> What is expected
A faithful copy without images is required: write out all the records exactly.

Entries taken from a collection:
--- START ---

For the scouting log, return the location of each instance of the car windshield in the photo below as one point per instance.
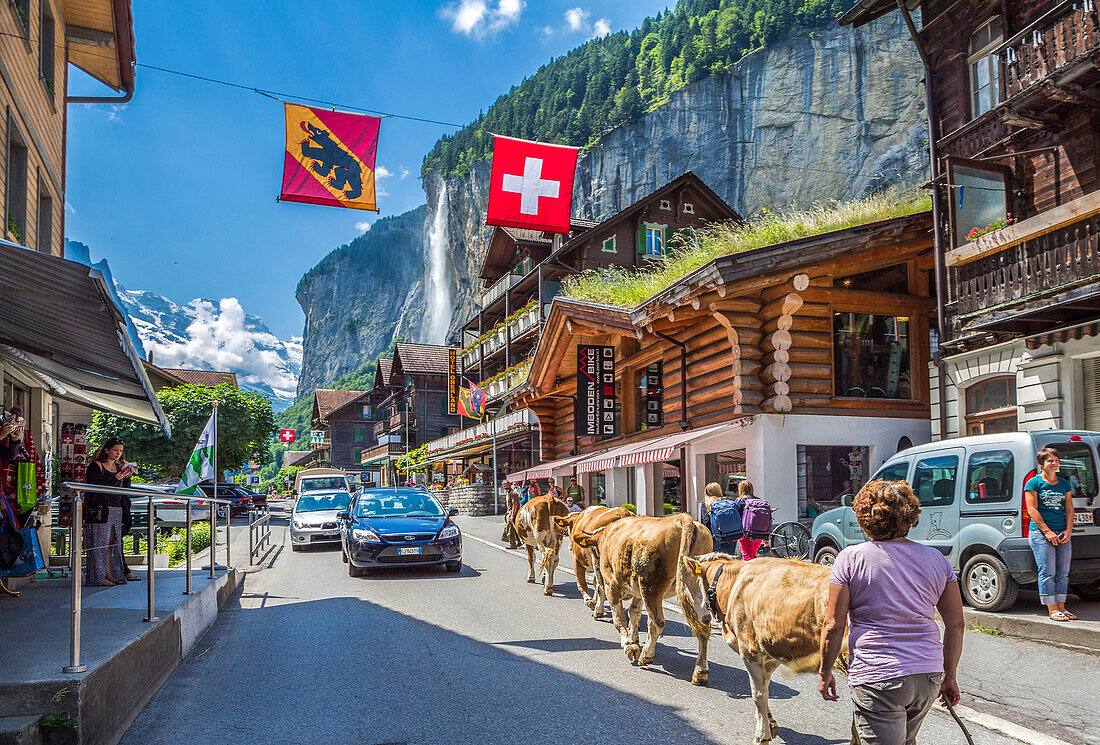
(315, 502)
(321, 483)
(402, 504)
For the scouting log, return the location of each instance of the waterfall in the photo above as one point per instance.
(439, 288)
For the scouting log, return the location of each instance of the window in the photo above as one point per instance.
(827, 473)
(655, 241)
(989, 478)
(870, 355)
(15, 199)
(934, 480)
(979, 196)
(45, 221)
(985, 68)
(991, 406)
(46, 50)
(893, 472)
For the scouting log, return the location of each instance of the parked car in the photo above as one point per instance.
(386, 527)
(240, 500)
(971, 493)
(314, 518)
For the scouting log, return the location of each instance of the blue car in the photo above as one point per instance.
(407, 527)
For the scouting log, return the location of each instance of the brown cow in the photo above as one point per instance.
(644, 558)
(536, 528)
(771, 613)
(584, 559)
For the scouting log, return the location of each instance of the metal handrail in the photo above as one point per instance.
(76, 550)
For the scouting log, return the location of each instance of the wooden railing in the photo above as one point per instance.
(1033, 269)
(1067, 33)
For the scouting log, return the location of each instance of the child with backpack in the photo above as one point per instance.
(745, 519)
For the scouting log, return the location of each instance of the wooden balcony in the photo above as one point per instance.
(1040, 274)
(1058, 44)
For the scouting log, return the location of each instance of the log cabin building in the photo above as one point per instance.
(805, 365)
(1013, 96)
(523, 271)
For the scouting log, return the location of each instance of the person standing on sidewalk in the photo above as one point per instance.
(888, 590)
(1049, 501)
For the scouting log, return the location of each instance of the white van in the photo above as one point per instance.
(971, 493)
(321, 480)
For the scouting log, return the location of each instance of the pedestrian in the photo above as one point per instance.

--- END ---

> Solution below
For the scouting log, return the location of each instance of the car windshield in the photo below as one point per instance.
(315, 502)
(321, 483)
(402, 504)
For the scouting log, return the location of each instance of the waterfall in the photo above as one point per instance.
(439, 288)
For the scouting log, return the location of each instance of the window in the photo above as one point per instance.
(827, 473)
(655, 241)
(989, 478)
(870, 355)
(15, 199)
(934, 480)
(979, 196)
(45, 221)
(985, 68)
(991, 406)
(46, 50)
(893, 472)
For the scouting log, return the location of each instance of the parked car in the photo above as one point per instance.
(386, 527)
(240, 500)
(971, 493)
(314, 518)
For the scouting log, return the location of each instance of the blue car in the photo above as one point per instance.
(407, 527)
For the scouting log, return the location of each instance of the brown cow in the photo above as one point per instance.
(644, 558)
(536, 528)
(771, 613)
(584, 559)
For the scouting log, return the location of each instance of the metal handrail in the photo above as one point per instance.
(76, 550)
For the scouting log, return the location of each instance of the wooden railing in the photo above as one point per instance.
(1033, 269)
(1067, 33)
For the scouting log, return the location of each instance of the child with backpack in the photo above as one point per instance.
(745, 519)
For the scouting log, return the location of each instance of the wooden balcony in the photo above as one point per instance.
(1040, 274)
(1058, 44)
For the scouting log, return the location of each instance of the log cabin building in the photo above as one point per instance.
(805, 365)
(1013, 96)
(523, 271)
For the scouting log, return the location of each instance of the person standing on sidewalk in the photo above as one point per instance.
(888, 590)
(1049, 501)
For the scouting log, return the location of each instance of the white van in the photo above as one point per instance.
(971, 493)
(321, 480)
For the scouting log, return the location of each instance of the pedestrian in the photo above as one point per instance.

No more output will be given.